### Page
━━━━━━━━
Opaque C structs: various ways to declare them
Solution 1:
My vote is for the third option that mouviciel posted then deleted:
I have seen a third way:
// foo.h struct foo; void doStuff(struct foo *f); // foo.c struct foo { int x; int y; };
If you really can't stand typing the struct
keyword, typedef struct foo foo;
(note: get rid of the useless and problematic underscore) is acceptable. But whatever you do, never use typedef
to define names for pointer types. It hides the extremely important piece of information that variables of this type reference an object which could be modified whenever you pass them to functions, and it makes dealing with differently-qualified (for instance, const
-qualified) versions of the pointer a major pain.
Solution 2:
Option 1.5 ("Object-based" C Architecture):
I am accustomed to using Option 1, except where you name your reference with _h
to signify it is a "handle" to a C-style "object" of this given C "class". Then, you ensure your function prototypes use const
wherever the content of this object "handle" is an input only, and cannot be changed, and don't use const
wherever the content can be changed. So, do this style:
// -------------
// my_module.h
// -------------
// An opaque pointer (handle) to a C-style "object" of "class" type
// "my_module" (struct my_module_s *, or my_module_h):
typedef struct my_module_s *my_module_h;
void doStuff1(my_module_h my_module);
void doStuff2(const my_module_h my_module);
// -------------
// my_module.c
// -------------
// Definition of the opaque struct "object" of C-style "class" "my_module".
━━━━━━━━
### Exercises
1 > In the thread on opaque C structs, condense the paragraph beginning "If you really can't stand typing the struct" into a short list that keeps its main facts.
2 > Reproduce word for word the part of the opaque C structs thread that opens with the words containing "Opaque C structs: various" and closes with "a major pain.".
━━━━━━━━
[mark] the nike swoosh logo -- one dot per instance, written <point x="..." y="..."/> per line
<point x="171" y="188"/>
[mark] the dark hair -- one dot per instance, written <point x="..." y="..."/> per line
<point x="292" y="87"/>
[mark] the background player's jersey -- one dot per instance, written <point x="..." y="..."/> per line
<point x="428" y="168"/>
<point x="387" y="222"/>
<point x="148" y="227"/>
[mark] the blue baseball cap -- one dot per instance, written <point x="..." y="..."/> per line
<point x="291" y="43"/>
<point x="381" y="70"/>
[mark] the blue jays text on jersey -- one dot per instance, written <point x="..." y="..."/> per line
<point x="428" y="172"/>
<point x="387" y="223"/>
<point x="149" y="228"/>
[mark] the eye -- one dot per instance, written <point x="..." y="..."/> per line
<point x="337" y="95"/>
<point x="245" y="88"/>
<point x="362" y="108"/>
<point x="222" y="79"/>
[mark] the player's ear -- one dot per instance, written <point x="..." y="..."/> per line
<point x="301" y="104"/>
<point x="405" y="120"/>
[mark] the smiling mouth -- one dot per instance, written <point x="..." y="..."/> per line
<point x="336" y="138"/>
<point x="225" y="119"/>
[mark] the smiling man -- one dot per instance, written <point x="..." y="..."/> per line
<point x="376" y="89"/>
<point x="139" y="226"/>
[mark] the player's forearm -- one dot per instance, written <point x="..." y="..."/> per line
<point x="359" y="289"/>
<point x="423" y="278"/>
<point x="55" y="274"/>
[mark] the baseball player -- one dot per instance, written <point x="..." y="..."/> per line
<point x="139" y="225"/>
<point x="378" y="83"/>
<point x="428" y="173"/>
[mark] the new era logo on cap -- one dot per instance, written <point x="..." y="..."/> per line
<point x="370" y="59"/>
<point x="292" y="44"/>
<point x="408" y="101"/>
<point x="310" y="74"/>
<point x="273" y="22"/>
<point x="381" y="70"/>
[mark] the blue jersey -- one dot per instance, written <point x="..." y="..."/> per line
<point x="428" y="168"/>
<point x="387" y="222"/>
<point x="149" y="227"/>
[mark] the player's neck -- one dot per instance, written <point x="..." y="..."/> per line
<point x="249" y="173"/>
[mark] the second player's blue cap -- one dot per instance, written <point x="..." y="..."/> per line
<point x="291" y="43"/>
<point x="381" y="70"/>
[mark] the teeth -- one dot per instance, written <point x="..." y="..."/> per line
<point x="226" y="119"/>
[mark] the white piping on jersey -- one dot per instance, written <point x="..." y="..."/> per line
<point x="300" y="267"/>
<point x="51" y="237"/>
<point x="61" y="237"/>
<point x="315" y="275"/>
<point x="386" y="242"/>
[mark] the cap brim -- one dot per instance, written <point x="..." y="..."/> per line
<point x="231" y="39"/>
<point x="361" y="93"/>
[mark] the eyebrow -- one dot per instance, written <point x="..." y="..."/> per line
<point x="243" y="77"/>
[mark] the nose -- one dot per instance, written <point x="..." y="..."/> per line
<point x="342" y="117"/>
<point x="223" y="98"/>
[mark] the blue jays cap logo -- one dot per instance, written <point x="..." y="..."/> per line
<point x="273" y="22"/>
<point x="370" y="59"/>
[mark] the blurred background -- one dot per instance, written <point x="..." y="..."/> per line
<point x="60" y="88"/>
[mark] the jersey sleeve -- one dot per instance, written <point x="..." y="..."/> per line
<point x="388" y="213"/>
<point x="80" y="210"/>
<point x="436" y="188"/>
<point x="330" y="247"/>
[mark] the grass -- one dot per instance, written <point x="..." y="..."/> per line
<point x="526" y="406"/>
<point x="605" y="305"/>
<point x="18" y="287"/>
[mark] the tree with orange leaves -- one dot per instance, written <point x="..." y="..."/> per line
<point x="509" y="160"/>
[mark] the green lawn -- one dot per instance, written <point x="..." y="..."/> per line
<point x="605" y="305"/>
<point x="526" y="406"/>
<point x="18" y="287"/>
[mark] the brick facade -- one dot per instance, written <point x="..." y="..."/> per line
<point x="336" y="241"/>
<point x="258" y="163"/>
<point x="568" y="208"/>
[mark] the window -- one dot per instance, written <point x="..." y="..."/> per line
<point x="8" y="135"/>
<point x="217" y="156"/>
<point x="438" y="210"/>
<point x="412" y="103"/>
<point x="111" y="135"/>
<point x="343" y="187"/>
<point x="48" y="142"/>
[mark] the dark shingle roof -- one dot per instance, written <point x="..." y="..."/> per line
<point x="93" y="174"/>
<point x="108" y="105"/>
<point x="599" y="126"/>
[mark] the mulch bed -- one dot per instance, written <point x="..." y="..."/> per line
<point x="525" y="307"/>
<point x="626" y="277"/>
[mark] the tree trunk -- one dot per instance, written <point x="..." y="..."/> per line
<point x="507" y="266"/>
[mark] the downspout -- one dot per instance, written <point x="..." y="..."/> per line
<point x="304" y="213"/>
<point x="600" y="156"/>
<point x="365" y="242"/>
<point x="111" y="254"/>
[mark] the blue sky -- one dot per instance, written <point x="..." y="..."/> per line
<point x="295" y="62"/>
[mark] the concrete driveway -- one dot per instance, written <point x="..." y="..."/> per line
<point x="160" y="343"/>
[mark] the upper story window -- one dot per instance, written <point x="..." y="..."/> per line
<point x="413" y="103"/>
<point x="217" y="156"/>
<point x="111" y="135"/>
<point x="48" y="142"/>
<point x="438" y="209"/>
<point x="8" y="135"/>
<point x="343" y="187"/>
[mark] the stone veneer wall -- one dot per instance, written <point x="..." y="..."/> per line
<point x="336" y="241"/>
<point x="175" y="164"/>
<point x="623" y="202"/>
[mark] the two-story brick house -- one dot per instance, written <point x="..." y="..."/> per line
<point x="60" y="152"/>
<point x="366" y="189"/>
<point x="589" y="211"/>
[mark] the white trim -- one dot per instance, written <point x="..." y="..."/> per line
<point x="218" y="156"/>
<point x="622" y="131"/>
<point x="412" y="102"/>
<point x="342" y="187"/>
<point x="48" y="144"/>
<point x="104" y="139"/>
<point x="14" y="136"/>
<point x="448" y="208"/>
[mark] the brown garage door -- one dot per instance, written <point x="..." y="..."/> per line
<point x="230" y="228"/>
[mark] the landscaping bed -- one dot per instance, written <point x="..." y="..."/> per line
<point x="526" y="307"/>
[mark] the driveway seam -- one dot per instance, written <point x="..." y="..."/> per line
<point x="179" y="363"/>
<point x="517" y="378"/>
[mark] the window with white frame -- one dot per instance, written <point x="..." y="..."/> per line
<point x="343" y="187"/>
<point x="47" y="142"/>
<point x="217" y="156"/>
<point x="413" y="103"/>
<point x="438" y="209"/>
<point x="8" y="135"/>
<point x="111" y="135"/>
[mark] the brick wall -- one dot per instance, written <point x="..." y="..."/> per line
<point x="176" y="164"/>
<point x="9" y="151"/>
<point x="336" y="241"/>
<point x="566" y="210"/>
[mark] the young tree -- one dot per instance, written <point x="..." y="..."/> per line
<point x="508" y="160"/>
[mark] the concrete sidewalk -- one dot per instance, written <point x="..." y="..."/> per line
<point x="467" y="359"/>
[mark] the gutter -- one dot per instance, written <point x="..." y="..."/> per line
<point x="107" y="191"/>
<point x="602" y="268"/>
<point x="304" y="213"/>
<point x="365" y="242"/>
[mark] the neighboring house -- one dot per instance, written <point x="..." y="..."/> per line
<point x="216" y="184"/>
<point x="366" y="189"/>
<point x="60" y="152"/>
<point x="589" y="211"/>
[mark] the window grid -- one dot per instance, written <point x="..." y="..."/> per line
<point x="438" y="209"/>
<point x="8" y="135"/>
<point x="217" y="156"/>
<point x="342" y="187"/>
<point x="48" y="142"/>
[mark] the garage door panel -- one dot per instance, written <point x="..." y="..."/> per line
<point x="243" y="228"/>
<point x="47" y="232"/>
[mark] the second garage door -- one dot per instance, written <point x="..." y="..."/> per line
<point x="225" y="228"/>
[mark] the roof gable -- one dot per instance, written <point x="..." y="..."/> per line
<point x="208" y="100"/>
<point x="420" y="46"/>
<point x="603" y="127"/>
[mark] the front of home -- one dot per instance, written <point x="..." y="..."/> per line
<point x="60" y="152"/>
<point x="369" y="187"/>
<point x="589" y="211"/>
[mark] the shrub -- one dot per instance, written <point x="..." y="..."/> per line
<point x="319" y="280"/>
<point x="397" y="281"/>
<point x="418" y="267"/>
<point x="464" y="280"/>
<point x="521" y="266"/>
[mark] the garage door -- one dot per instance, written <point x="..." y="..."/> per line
━━━━━━━━
### Outputs for the tasks
1 >
- If typing the struct keyword is unbearable, `typedef struct foo foo;` is acceptable, without the useless and problematic underscore.
- Never use typedef to name pointer types:
  - It hides the key fact that variables of this type reference an object that could be modified whenever they are passed to functions.
  - It makes handling differently-qualified (e.g., const-qualified) versions of the pointer a major pain.

2 >
Opaque C structs: various ways to declare them
Solution 1:
My vote is for the third option that mouviciel posted then deleted:
I have seen a third way:
// foo.h struct foo; void doStuff(struct foo *f); // foo.c struct foo { int x; int y; };
If you really can't stand typing the struct
keyword, typedef struct foo foo;
(note: get rid of the useless and problematic underscore) is acceptable. But whatever you do, never use typedef
to define names for pointer types. It hides the extremely important piece of information that variables of this type reference an object which could be modified whenever you pass them to functions, and it makes dealing with differently-qualified (for instance, const
-qualified) versions of the pointer a major pain.